▸ **What you will do**:
Pick up the post about calibrating the external 4K monitor below where it stops, and continue it in the same voice.

▸ **Passage provided**:
==================================================
I just added an external 4k Seiki SE39UY04 3840x2160 monitor to an early 2013 Mac Book Retina Pro laptop and got the DataColor Spyder4Pro calibration tool. After running a full calibration, I see some oddities (although things do look better now.) In particular, when I view a text editor displayed via Real VNC Viewer of some bluish text upon a light gray background, each of the blueish letters appears to have a white halo effect which is particularly pronounced on capital S characters. Also, when viewing white on a Chrome web page, such as this one, the white looks a tiny bit yellowish in hue. Based upon the calibration, the screen itself is set to Normal temperature, 50% Contrast, and 7% Brightness.

Am I just seeing limitations of this monitor or have I got a bad configuration? Are there any steps I can take to mitigate these symptoms?
==================================================
▸ **Material supplied**:
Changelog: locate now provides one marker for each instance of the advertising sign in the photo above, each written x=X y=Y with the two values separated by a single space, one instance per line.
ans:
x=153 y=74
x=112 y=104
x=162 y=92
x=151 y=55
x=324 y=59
==================================================
▸ **Task result**:
I resolved the issue by lowering the backlight setting that is added in the firmware update version from August 28, 2013. However, Seiki's directions on that download page are incorrect, instead, this is how you may update the firmware:

  1. Download the .zip file and extract the install.img file to a freshly formatted (FAT32) USB thumbdrive. (On a Mac, be sure the OS has not overzealously also expand the install.img file too.)
  2. Put the thumb drive into USB port 1 (the port on the back, not the side of the monitor).
  3. Turn the TV on.
  4. On your remote control press the menu button.
  5. Then on your remote press 0 four times, that will take you into the service menu.
  6. In the service menu choose the software upgrade option.
  7. Screen will display upgrade animation.
  8. Wait for the upgrade to complete.
  9. Turn off the TV when finished.
  10. Disconnect the thumb drive.

Once updated, I now had the option to change the backlight setting in the options menu which was previously invisibly set to 100% which is why I had needed to have 7% brightness to get proper light levels. I updated the backlight to now be 71% and after calibration found the brightness only needed to be 42% and with that the display looks vastly superior and actually has proper colors after calibration using the Spyder4Pro.

To fix the halo effect I was seeing, I had to lower the sharpness that defaulted to 100% down to 0% and with that change, the halo effect is now completely gone.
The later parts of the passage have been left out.